Problem:
Can you repeat the lines of this data from the line with "Expected content: bear's eye." up to and including the line with "240 89 265 101", character for character and with nothing else?

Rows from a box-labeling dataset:

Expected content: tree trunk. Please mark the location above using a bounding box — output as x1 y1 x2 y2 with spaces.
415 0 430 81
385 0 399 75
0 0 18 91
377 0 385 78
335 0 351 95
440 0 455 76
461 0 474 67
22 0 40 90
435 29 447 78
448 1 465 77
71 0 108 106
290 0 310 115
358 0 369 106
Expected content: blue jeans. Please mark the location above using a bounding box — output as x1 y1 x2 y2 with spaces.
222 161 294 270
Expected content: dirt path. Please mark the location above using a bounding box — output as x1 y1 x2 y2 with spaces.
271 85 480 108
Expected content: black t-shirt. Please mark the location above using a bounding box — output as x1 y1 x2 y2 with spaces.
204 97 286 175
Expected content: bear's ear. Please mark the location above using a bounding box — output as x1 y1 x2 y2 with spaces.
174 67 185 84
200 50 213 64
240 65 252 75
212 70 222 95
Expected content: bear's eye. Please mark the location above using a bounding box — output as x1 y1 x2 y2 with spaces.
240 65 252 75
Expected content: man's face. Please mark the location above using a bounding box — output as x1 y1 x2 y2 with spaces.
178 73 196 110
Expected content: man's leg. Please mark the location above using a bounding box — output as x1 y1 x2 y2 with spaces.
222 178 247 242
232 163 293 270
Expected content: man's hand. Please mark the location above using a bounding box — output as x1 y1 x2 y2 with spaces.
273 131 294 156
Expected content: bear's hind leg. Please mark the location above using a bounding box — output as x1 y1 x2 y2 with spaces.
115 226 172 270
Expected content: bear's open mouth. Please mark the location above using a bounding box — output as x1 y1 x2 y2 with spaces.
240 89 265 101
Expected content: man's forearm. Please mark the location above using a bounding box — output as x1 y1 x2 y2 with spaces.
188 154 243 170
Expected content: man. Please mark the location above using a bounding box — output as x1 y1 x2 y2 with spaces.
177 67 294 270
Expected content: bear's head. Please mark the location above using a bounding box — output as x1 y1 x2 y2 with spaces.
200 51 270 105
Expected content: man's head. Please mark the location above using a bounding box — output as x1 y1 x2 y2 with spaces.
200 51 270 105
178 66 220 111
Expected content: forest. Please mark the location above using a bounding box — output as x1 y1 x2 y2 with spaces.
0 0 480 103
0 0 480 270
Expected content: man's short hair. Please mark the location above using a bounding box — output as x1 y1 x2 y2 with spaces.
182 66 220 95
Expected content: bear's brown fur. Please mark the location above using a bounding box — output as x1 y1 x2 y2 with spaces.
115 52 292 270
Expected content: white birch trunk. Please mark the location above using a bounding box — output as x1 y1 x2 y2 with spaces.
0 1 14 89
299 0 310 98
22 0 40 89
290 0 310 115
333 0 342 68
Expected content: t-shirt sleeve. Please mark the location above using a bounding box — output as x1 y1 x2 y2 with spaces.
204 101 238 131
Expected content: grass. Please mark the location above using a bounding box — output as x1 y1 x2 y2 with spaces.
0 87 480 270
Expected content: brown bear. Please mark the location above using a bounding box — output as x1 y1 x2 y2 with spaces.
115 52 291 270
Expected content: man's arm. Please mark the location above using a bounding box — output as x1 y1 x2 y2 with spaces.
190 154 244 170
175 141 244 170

==

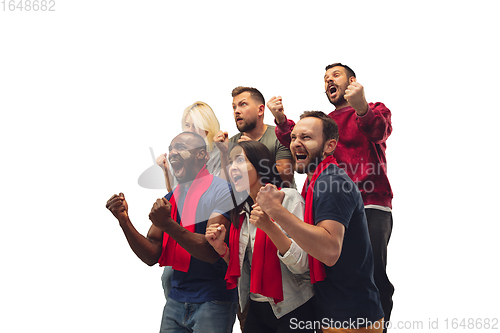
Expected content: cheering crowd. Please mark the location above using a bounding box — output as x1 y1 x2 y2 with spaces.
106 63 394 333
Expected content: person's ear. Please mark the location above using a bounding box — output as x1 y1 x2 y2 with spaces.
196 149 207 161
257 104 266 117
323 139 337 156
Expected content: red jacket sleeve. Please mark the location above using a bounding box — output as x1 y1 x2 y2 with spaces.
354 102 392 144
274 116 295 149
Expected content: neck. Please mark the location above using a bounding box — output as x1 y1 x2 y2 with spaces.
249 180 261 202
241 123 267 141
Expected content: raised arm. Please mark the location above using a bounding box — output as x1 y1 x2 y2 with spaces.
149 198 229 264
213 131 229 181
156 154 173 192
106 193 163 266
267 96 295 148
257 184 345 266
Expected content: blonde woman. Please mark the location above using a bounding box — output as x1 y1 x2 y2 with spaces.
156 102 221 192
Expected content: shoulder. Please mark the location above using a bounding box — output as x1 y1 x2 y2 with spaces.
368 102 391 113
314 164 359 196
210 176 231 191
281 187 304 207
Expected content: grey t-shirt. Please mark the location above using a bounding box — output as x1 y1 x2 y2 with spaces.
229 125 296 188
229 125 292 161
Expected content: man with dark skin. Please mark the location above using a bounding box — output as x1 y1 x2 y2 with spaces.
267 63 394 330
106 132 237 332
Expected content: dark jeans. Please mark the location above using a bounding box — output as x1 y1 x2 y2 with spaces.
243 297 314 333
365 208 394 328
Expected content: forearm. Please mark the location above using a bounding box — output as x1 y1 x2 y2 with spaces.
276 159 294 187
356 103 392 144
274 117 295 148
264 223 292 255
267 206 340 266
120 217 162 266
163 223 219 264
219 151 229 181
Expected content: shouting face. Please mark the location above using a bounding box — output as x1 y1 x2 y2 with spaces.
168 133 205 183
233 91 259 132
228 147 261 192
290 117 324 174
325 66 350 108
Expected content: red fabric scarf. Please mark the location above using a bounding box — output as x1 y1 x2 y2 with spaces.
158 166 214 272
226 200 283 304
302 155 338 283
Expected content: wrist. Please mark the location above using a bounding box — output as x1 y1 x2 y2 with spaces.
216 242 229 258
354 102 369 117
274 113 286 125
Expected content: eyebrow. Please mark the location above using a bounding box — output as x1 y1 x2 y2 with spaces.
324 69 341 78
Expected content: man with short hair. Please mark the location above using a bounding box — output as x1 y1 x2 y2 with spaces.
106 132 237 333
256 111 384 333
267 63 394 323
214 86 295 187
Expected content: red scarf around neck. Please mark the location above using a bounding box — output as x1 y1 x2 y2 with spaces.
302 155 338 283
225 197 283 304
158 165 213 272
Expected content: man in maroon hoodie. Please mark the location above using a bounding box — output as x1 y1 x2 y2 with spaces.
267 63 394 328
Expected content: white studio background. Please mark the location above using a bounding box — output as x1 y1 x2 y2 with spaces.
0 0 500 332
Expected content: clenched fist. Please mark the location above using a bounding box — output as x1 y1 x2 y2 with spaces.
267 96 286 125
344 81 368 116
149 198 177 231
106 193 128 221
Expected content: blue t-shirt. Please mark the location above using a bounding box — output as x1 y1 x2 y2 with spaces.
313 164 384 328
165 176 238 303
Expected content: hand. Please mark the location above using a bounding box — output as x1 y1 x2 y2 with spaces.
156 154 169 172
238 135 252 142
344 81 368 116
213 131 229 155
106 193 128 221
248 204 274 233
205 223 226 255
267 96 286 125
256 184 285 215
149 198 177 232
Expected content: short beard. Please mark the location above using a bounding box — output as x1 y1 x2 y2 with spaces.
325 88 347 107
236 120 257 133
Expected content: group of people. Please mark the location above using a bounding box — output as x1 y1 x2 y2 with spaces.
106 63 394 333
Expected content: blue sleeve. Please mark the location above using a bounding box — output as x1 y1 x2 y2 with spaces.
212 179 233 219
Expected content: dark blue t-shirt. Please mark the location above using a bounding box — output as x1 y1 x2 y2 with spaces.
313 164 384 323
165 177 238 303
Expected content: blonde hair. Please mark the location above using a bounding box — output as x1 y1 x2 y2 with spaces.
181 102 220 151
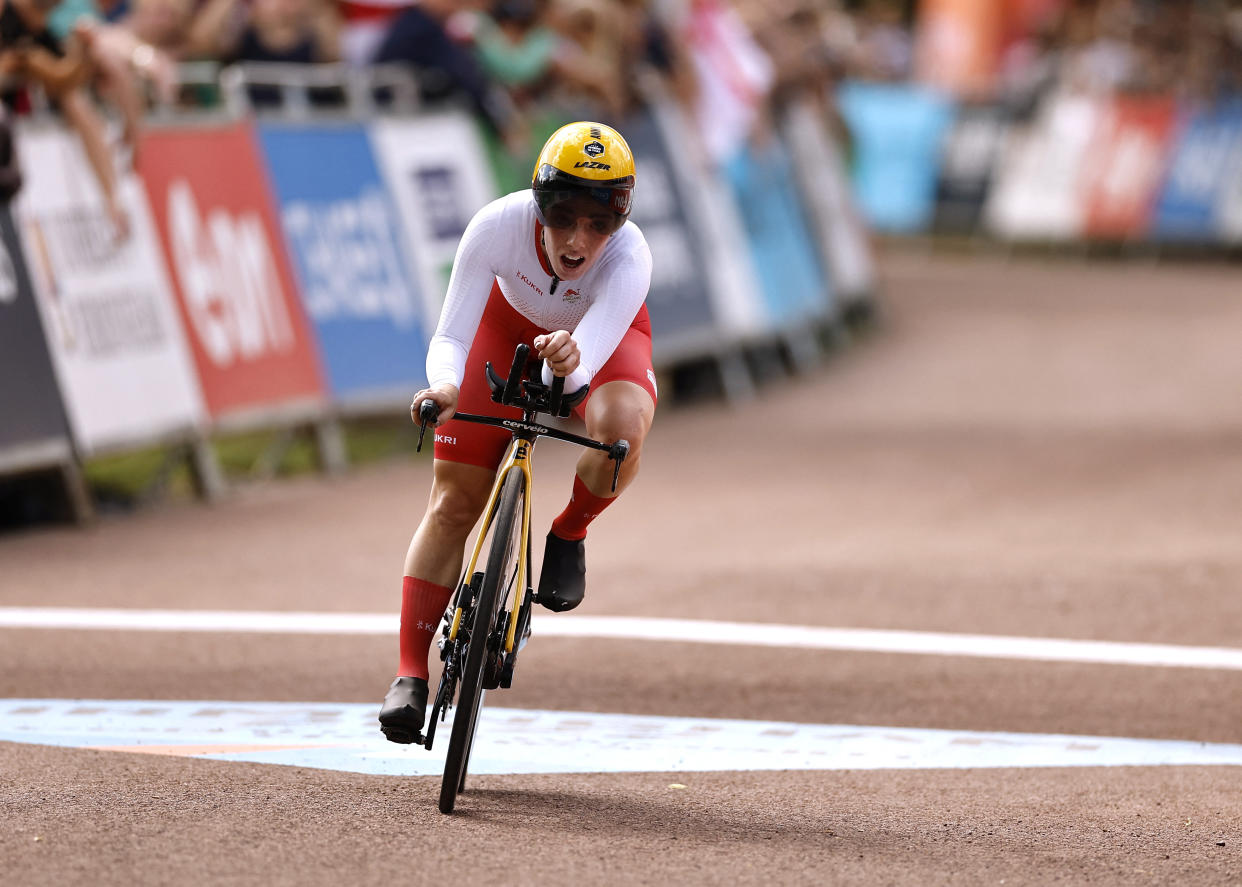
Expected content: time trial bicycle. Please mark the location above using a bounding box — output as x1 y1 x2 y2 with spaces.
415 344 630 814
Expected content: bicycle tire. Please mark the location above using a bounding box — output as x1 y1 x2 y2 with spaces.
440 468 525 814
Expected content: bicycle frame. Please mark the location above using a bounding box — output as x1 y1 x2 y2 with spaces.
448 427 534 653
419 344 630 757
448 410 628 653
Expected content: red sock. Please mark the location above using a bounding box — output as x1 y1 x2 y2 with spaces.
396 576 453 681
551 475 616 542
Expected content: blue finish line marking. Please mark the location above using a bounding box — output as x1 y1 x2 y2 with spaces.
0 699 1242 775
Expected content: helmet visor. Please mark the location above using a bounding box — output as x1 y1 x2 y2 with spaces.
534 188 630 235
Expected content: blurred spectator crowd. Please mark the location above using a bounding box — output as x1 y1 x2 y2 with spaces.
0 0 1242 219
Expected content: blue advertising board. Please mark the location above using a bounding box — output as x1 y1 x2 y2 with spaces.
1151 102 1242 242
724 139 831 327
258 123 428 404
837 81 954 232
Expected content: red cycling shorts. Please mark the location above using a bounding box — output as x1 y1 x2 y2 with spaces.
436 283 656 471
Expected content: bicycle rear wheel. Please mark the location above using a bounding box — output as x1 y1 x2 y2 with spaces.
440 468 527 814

Completed task:
Expected content: bear's eye. Please mark the location above using a bounding box — output as x1 y1 x2 y2 with spaces.
240 65 252 75
Expected content: man's face. Please mark the location above using a bounding box — output as x1 y1 x2 y2 with spaces.
178 73 196 110
Expected content: man's leg. Please mark the location above using a bounding box — output as x1 y1 x2 y2 with spaces.
222 178 247 242
232 163 293 270
Expected content: man's hand. Please mark the location above using a bounding box — output as x1 y1 x2 y2 with spaces.
273 131 294 156
Expected content: bear's hind leg. Please mark the location above using a bounding box — output as x1 y1 x2 y2 with spaces.
115 226 172 270
Expected content: bear's open mouth. Please mark the location above using a bounding box — output as x1 y1 x2 y2 with spaces.
240 89 265 101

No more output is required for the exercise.